| Given problem |
Return the records that follow, matching each one exactly.

| Task input |
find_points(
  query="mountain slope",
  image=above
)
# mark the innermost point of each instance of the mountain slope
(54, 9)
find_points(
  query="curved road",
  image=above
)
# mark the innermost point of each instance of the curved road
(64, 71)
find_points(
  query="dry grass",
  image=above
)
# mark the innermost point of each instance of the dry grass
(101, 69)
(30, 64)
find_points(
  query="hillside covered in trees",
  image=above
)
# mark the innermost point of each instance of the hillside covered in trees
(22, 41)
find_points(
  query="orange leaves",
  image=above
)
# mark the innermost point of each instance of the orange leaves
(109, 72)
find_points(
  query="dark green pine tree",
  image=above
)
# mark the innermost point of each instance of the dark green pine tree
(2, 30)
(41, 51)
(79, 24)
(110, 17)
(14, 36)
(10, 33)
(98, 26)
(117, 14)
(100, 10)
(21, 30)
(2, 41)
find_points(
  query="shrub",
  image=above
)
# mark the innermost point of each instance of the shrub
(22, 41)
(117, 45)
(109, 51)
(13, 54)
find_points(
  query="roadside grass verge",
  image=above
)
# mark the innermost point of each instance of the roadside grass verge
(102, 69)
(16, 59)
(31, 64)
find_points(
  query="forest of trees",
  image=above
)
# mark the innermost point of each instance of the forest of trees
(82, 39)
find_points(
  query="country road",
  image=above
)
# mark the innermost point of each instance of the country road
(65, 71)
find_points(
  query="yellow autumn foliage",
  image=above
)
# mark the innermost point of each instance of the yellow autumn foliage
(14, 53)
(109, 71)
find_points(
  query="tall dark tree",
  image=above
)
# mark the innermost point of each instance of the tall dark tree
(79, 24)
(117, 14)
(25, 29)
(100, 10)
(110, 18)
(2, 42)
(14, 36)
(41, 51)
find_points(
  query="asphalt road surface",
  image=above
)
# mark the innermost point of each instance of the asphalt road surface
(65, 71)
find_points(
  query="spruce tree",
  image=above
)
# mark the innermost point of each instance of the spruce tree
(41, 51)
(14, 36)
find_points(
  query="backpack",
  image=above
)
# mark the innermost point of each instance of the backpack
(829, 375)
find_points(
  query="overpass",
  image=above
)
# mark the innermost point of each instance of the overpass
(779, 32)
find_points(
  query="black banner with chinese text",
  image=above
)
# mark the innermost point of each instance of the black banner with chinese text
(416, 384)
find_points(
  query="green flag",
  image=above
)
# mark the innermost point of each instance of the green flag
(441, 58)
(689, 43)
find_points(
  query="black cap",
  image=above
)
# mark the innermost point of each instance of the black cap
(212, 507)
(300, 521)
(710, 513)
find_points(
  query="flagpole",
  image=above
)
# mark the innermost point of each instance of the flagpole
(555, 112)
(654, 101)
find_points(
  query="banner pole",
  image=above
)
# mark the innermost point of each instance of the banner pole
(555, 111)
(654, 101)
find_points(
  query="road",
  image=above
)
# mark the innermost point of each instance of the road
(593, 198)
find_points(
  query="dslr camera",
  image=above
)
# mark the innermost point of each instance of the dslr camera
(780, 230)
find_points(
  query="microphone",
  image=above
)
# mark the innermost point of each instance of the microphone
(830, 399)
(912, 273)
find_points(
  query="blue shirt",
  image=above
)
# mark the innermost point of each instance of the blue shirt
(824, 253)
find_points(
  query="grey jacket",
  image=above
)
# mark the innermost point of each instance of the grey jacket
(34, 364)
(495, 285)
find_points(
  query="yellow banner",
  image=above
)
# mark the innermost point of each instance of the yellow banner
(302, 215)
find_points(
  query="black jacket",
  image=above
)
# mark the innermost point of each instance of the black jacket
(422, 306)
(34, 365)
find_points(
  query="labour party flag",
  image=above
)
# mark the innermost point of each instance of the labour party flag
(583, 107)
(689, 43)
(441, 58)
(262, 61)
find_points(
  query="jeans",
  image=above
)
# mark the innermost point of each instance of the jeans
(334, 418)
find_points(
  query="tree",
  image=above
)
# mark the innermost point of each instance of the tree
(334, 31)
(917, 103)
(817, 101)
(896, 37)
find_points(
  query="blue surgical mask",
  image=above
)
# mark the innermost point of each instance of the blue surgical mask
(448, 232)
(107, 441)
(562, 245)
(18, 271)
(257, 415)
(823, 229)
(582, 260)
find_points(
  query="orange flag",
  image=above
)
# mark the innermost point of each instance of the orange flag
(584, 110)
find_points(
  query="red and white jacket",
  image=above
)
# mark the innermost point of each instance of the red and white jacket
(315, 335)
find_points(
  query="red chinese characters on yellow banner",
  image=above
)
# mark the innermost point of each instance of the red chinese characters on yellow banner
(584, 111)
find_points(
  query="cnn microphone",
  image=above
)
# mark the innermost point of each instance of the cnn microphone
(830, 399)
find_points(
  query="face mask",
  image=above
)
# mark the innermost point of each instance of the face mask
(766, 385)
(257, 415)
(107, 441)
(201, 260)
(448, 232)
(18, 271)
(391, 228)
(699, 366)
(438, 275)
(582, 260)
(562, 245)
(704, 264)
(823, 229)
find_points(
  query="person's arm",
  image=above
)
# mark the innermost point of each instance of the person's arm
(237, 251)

| Solution below |
find_points(
  query="mountain slope",
  image=above
)
# mark the innermost point of each instance of the mountain slope
(54, 9)
find_points(
  query="curved road",
  image=above
)
# mark the innermost point of each instance of the curved road
(64, 71)
find_points(
  query="dry grass",
  image=above
)
# mark the innermost point of each instance of the dry grass
(101, 69)
(30, 64)
find_points(
  query="hillside covered in trees",
  image=above
)
# mark the innermost point of each instance of the hillside covered in trees
(22, 41)
find_points(
  query="orange leaves",
  image=above
)
# mark the innermost point of each instance of the orange leaves
(109, 72)
find_points(
  query="dark green pine tree",
  image=above
)
# mark the innermost point of each instance of the dark green pine tree
(2, 30)
(41, 51)
(79, 24)
(110, 17)
(14, 36)
(10, 33)
(98, 26)
(117, 14)
(100, 10)
(21, 30)
(2, 41)
find_points(
  query="shrub",
  image=above
)
# mark the innermost point of each instance of the shrub
(22, 41)
(117, 45)
(109, 51)
(13, 54)
find_points(
  query="roadside grass verge",
  image=above
)
# mark the innermost point of each instance of the roadside grass verge
(102, 69)
(16, 59)
(31, 64)
find_points(
  query="forest of trees",
  image=above
)
# mark the innermost point of each instance of the forest of trees
(82, 39)
find_points(
  query="country road",
  image=above
)
# mark the innermost point of each instance of the country road
(65, 71)
find_points(
  query="yellow autumn foliage",
  image=above
)
# mark the innermost point of each instance of the yellow autumn foliage
(14, 53)
(109, 71)
find_points(
  query="tall dark tree",
  image=above
)
# mark the innermost point of each instance of the tall dark tree
(79, 24)
(117, 14)
(25, 29)
(100, 10)
(110, 18)
(2, 42)
(14, 36)
(41, 51)
find_points(
  query="asphalt road surface",
  image=above
)
# mark the innermost point of each instance of the asphalt road surface
(65, 71)
find_points(
  query="spruce tree",
  image=above
)
# mark the innermost point of each instance of the spruce tree
(41, 51)
(14, 36)
find_points(
  query="backpack",
  image=above
)
# mark the innermost point of each instance of the backpack
(829, 375)
find_points(
  query="overpass",
  image=above
)
# mark the innermost point of each instance of the overpass
(779, 32)
find_points(
  query="black banner with chinese text",
  image=above
)
# mark the innermost point of each instance of the black banner with chinese text
(416, 384)
find_points(
  query="green flag",
  image=above
)
# mark the innermost point of each instance of the green flag
(441, 58)
(689, 43)
find_points(
  query="black cap",
  image=above
)
# mark the innermost point of each instance of the black cap
(212, 507)
(300, 521)
(710, 513)
find_points(
  query="flagpole",
  image=above
)
# mark the innermost point of each instance of the flagpole
(555, 112)
(654, 101)
find_points(
  query="banner pole",
  image=above
)
# mark the innermost point of each instance of the banner pole
(555, 111)
(654, 101)
find_points(
  query="road",
  image=above
)
# mark the innermost point of each instance of the road
(593, 198)
find_points(
  query="dslr camera",
  image=above
)
# mark the innermost point of each instance of the dslr camera
(780, 230)
find_points(
  query="microphone",
  image=above
)
# mark the innermost point of each instance of the microphone
(830, 399)
(912, 273)
find_points(
  query="blue shirt",
  image=above
)
# mark the innermost point of each instance of the blue shirt
(824, 253)
find_points(
  query="grey jacket",
  image=above
)
# mark the innermost point of each instance of the grey jacket
(34, 364)
(495, 285)
find_points(
  query="yellow banner",
  image=above
)
# mark the innermost point of each instance of the yellow banner
(302, 215)
find_points(
  query="black jacket",
  image=above
)
# mark the innermost point of each instance of the black jacket
(422, 306)
(34, 365)
find_points(
  query="labour party flag",
  image=above
)
# mark the innermost point of each instance of the labour party flag
(583, 107)
(689, 43)
(441, 58)
(262, 61)
find_points(
  query="jeans",
  image=above
)
# mark the innermost point of each instance of the jeans
(334, 418)
find_points(
  query="tree",
  image=above
)
# mark the innermost point of each instance of the tree
(334, 31)
(917, 103)
(817, 101)
(896, 37)
find_points(
  query="blue surgical mask",
  image=above
)
# mark the innermost point of each instance of the blue surgical mask
(448, 232)
(107, 441)
(562, 245)
(18, 271)
(257, 415)
(823, 229)
(582, 260)
find_points(
  query="orange flag",
  image=above
)
# mark the innermost point of each instance of the orange flag
(584, 110)
find_points(
  query="red and white jacket",
  image=above
)
# mark the innermost point of each instance of the red and white jacket
(315, 335)
find_points(
  query="red chinese characters on yellow banner",
  image=above
)
# mark the innermost point of each instance of the red chinese characters on yellow banner
(584, 111)
find_points(
  query="cnn microphone",
  image=above
)
# mark the innermost point of each instance of the cnn microphone
(830, 399)
find_points(
  query="face mask",
  image=above
)
# mark the innermost point of each instance of the face mask
(766, 385)
(257, 415)
(107, 441)
(201, 260)
(448, 232)
(18, 271)
(391, 228)
(699, 366)
(438, 275)
(582, 260)
(562, 245)
(704, 264)
(823, 229)
find_points(
  query="person's arm",
  image=above
)
# mark the innermost point of each instance of the person's arm
(237, 251)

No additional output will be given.